Write out the forecast word for word, from "EXTENDED PERIOD FORECAST" up to and including "High (Greater Antilles)".
* START SELECTION *
Cold West Vs. Milder Gulf Coast, Eastern Seaboard Alignment Taking Shape
There may be some difficulty in getting a good fix on the threats of strong storms to the lower 48 states during the following 10 days, largely because there are so many impressive disturbances in the sequence. But if we use the ensemble packages of the various computer models seem to be showing a defined pattern for trajectory of these impulses, carving out a trough across the western half of the nation. A weak blocking signature remains over Hudson Bay and Quebec, while a subtropical high locks in across the Greater Antilles. With this arrangement, temperatures should trend mild or occasionally warm over the Deep South and Eastern Seaboard (when cold air damming does not set up). The West, Great Plains and to some degree the Great Lakes would be colder than normal, implying some potential for important snowfall.
EXTENDED PERIOD FORECAST
(Between Day 11 And Day 15)
Active Pacific Ocean Storm Sequence Traverses U.S. Between Weak -NAO Signal (Baffin Island) And Growing Subtropical High (Greater Antilles)
* END SELECTION *
* START LISTED RECORDS *
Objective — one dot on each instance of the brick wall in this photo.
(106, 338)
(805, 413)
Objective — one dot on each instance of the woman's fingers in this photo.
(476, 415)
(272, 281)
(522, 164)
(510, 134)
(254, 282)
* END LISTED RECORDS *
[COMPLETE OUTPUT]
EXTENDED PERIOD FORECAST
(Between Day 11 And Day 15)
Active Pacific Ocean Storm Sequence Traverses U.S. Between Weak -NAO Signal (Baffin Island) And Growing Subtropical High (Greater Antilles)